» **Short exercise**
Please copy the whole listing below line for line, without any changes.
_ _ _ _ _
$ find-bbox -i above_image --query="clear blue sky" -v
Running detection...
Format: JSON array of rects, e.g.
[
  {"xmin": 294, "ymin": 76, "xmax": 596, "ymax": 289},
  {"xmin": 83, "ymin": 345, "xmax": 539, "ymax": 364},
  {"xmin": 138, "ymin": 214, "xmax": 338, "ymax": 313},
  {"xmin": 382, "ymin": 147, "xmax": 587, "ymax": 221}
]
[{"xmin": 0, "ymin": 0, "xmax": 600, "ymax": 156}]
_ _ _ _ _
» **Result of this task**
$ find-bbox -i above_image --query="clear blue sky" -v
Running detection...
Format: JSON array of rects, e.g.
[
  {"xmin": 294, "ymin": 76, "xmax": 596, "ymax": 289},
  {"xmin": 83, "ymin": 345, "xmax": 539, "ymax": 364},
  {"xmin": 138, "ymin": 214, "xmax": 338, "ymax": 313},
  {"xmin": 382, "ymin": 147, "xmax": 587, "ymax": 221}
]
[{"xmin": 0, "ymin": 0, "xmax": 600, "ymax": 156}]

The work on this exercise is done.